── Entries provided ──

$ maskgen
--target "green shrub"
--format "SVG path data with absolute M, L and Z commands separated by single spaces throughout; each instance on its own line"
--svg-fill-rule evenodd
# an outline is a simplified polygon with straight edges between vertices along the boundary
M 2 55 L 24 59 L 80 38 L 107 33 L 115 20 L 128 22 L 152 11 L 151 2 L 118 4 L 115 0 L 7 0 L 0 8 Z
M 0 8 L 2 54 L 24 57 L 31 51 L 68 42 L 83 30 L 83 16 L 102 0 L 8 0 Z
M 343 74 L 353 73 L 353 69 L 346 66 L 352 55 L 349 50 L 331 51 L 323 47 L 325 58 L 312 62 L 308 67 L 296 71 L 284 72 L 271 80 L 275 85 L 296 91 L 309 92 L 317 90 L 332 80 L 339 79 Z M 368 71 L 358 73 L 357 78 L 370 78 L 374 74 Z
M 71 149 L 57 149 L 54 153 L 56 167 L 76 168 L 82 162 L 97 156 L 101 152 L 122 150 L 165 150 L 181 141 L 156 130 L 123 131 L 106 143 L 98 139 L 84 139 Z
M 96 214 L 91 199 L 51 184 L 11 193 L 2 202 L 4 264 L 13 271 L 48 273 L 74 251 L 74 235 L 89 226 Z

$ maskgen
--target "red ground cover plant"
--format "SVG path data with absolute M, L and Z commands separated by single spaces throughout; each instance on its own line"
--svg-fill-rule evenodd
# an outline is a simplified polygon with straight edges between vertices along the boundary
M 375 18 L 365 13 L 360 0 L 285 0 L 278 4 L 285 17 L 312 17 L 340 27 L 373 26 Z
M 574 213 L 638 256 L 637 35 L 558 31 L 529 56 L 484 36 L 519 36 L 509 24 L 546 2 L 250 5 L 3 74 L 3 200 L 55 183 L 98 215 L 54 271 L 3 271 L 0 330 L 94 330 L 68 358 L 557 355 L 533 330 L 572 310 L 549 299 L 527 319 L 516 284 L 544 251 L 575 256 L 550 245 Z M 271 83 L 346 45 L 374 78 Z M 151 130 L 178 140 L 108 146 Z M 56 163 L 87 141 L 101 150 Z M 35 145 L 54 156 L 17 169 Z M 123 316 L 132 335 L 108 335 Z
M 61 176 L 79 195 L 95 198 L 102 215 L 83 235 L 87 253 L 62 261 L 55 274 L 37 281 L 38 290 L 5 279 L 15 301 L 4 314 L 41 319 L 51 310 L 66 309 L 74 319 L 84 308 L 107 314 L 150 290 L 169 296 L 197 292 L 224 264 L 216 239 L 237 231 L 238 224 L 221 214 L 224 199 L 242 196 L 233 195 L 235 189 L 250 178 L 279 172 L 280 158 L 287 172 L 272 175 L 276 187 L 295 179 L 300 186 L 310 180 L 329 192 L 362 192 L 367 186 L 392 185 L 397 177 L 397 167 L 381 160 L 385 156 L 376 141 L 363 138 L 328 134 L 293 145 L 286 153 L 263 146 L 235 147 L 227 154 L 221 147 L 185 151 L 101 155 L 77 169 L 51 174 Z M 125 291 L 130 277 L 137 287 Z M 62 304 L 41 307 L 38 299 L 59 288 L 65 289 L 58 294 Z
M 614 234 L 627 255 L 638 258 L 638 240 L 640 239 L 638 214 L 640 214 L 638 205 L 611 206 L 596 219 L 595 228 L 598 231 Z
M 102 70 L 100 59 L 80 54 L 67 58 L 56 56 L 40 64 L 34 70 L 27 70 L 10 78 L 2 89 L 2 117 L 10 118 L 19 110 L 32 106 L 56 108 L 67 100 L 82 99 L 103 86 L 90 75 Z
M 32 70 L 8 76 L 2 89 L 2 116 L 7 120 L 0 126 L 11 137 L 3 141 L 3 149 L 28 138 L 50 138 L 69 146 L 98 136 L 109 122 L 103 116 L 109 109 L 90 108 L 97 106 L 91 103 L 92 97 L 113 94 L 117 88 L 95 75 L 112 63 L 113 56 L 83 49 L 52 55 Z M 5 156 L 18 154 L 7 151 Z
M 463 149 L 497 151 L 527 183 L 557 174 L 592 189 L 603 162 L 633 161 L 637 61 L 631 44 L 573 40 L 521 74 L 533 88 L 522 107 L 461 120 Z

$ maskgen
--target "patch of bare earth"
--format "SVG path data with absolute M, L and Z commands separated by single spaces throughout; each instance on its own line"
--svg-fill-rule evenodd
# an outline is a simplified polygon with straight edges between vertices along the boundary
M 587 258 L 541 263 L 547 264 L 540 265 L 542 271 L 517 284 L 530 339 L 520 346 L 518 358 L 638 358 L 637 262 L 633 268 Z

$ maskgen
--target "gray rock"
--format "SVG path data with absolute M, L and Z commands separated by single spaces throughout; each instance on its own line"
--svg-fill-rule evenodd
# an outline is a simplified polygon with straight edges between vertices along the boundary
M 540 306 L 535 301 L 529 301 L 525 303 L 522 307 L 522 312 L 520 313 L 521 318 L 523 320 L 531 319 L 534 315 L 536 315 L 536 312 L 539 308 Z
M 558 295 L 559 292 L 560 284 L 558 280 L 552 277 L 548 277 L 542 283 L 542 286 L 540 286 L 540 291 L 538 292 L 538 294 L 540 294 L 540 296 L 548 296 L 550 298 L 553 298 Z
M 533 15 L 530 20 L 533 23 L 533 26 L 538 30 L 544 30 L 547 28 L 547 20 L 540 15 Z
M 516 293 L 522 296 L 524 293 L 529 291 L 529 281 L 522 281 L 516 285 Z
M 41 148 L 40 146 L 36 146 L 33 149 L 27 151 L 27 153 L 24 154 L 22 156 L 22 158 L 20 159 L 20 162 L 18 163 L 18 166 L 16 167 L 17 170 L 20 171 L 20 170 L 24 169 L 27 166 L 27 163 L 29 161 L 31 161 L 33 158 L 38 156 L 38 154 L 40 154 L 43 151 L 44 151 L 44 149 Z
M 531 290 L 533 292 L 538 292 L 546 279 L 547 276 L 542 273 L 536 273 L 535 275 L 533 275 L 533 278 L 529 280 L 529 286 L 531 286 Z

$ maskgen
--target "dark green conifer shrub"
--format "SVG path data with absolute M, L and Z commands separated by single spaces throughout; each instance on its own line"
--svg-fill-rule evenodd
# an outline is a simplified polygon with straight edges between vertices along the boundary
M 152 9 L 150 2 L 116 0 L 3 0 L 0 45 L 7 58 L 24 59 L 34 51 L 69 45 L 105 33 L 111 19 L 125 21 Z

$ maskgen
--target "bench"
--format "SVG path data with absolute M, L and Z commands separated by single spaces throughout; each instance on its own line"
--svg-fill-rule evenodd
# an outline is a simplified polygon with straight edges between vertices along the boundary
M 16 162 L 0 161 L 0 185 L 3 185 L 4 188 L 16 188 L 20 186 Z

───

◆ What you should do ◆
Each record above should be given again exactly as it appears.

◆ Task solution ◆
$ maskgen
--target "green shrub"
--format "SVG path data with absolute M, L and Z commands separated by single spaces throughout; each instance on its own line"
--svg-fill-rule evenodd
# an outline is a simplified polygon with straight edges between vertices along the boundary
M 2 55 L 24 59 L 80 38 L 107 33 L 115 20 L 128 22 L 152 11 L 151 2 L 118 4 L 115 0 L 7 0 L 0 8 Z
M 0 8 L 2 54 L 24 57 L 31 51 L 68 42 L 83 30 L 83 16 L 102 0 L 8 0 Z
M 343 74 L 353 73 L 353 69 L 346 66 L 352 55 L 349 50 L 331 51 L 323 47 L 325 58 L 312 62 L 308 67 L 296 71 L 284 72 L 271 80 L 275 85 L 296 91 L 309 92 L 317 90 L 332 80 L 339 79 Z M 368 71 L 358 73 L 357 78 L 370 78 L 374 74 Z
M 71 149 L 57 149 L 54 153 L 56 167 L 76 168 L 82 162 L 97 156 L 101 152 L 122 150 L 165 150 L 181 141 L 156 130 L 123 131 L 106 143 L 98 139 L 84 139 Z
M 96 214 L 91 199 L 51 184 L 11 193 L 2 202 L 4 264 L 13 271 L 48 273 L 74 251 L 74 235 L 89 226 Z

$ maskgen
--target "red ground cover plant"
--format "SVG path data with absolute M, L and Z commands separated by single spaces throughout; each instance on its own line"
--svg-fill-rule evenodd
# an outline is a simplified polygon with straight edges between vertices along the boundary
M 375 18 L 365 13 L 360 0 L 285 0 L 278 4 L 285 17 L 312 17 L 340 27 L 373 26 Z
M 574 213 L 638 256 L 637 35 L 558 31 L 529 56 L 484 36 L 519 36 L 509 24 L 546 2 L 250 5 L 3 74 L 3 200 L 55 183 L 98 215 L 54 271 L 3 271 L 0 330 L 94 330 L 68 358 L 557 355 L 533 330 L 572 310 L 549 299 L 527 319 L 516 284 L 544 251 L 575 256 L 550 245 Z M 271 83 L 346 45 L 374 78 Z M 151 130 L 178 140 L 108 146 Z M 56 163 L 87 141 L 101 150 Z M 35 145 L 54 156 L 17 169 Z M 123 316 L 132 335 L 108 335 Z
M 61 176 L 79 195 L 95 198 L 102 215 L 83 235 L 87 253 L 62 261 L 55 274 L 37 281 L 38 290 L 5 279 L 15 301 L 4 314 L 41 319 L 51 310 L 66 309 L 74 319 L 84 308 L 107 314 L 150 290 L 169 296 L 197 292 L 224 264 L 216 239 L 237 231 L 238 224 L 221 214 L 224 199 L 242 196 L 233 195 L 235 189 L 250 178 L 279 172 L 280 158 L 287 172 L 272 175 L 276 187 L 295 179 L 300 186 L 310 180 L 329 192 L 362 192 L 367 186 L 392 185 L 397 177 L 397 167 L 381 160 L 385 156 L 376 141 L 363 138 L 328 134 L 293 145 L 286 153 L 263 146 L 235 147 L 227 154 L 221 147 L 185 151 L 101 155 L 77 169 L 51 174 Z M 125 291 L 130 277 L 137 287 Z M 62 304 L 41 307 L 38 299 L 59 288 L 65 289 L 58 294 Z
M 614 234 L 627 255 L 638 258 L 638 240 L 640 239 L 638 214 L 640 214 L 638 205 L 611 206 L 596 219 L 595 228 L 598 231 Z
M 102 70 L 100 59 L 80 54 L 67 58 L 56 56 L 40 64 L 34 70 L 27 70 L 10 78 L 2 89 L 2 117 L 10 118 L 19 110 L 32 106 L 56 108 L 67 100 L 82 99 L 103 86 L 90 75 Z
M 32 70 L 8 76 L 2 89 L 2 116 L 7 120 L 0 126 L 11 137 L 3 141 L 3 149 L 28 138 L 50 138 L 69 146 L 98 136 L 109 122 L 103 116 L 109 109 L 90 108 L 97 106 L 91 103 L 92 97 L 113 94 L 117 88 L 95 75 L 112 63 L 113 56 L 83 49 L 52 55 Z M 5 156 L 18 154 L 7 151 Z
M 463 149 L 497 151 L 527 183 L 557 174 L 592 189 L 603 162 L 633 161 L 637 61 L 631 44 L 573 40 L 521 74 L 533 88 L 522 107 L 461 120 Z

$ maskgen
--target "patch of bare earth"
--format "SVG path data with absolute M, L and Z commands separated by single spaces throughout; each instance on its own line"
--svg-fill-rule evenodd
# an outline is a simplified polygon with straight edges between vertices along the boundary
M 587 258 L 541 263 L 547 264 L 540 265 L 542 271 L 517 284 L 530 339 L 520 346 L 518 358 L 638 358 L 637 262 L 633 268 Z

$ maskgen
--target "gray rock"
--format "SVG path data with absolute M, L and Z commands separated by single spaces throughout; each instance on its own line"
--svg-fill-rule evenodd
# an outline is a simplified polygon with straight edges between vertices along the boundary
M 540 306 L 535 301 L 529 301 L 525 303 L 522 307 L 522 312 L 520 313 L 521 318 L 523 320 L 531 319 L 534 315 L 536 315 L 536 312 L 539 308 Z
M 558 295 L 559 292 L 560 284 L 558 280 L 552 277 L 548 277 L 542 283 L 542 286 L 540 286 L 540 291 L 538 292 L 538 294 L 540 294 L 540 296 L 548 296 L 550 298 L 553 298 Z
M 533 15 L 530 20 L 533 23 L 533 26 L 538 30 L 544 30 L 547 28 L 547 20 L 540 15 Z
M 516 293 L 522 296 L 524 293 L 529 291 L 529 281 L 522 281 L 516 285 Z
M 41 148 L 40 146 L 36 146 L 33 149 L 27 151 L 27 153 L 24 154 L 22 156 L 22 158 L 20 159 L 20 162 L 18 163 L 18 166 L 16 167 L 17 170 L 20 171 L 20 170 L 24 169 L 27 166 L 27 163 L 29 161 L 31 161 L 33 158 L 38 156 L 38 154 L 40 154 L 43 151 L 44 151 L 44 149 Z
M 531 290 L 533 292 L 538 292 L 546 279 L 547 276 L 542 273 L 536 273 L 535 275 L 533 275 L 533 278 L 529 280 L 529 286 L 531 286 Z

$ maskgen
--target "dark green conifer shrub"
--format "SVG path data with absolute M, L and Z commands separated by single spaces throughout; each instance on its own line"
--svg-fill-rule evenodd
# an outline is a simplified polygon with straight edges between vertices along the boundary
M 152 9 L 150 2 L 116 0 L 3 0 L 0 45 L 7 58 L 24 59 L 34 51 L 69 45 L 105 33 L 111 19 L 125 21 Z

$ maskgen
--target "bench"
--format "SVG path data with absolute M, L and Z commands separated by single spaces throughout; each instance on its own line"
--svg-fill-rule evenodd
# an outline is a simplified polygon with straight edges between vertices along the boundary
M 16 162 L 0 161 L 0 185 L 3 185 L 4 188 L 16 188 L 20 186 Z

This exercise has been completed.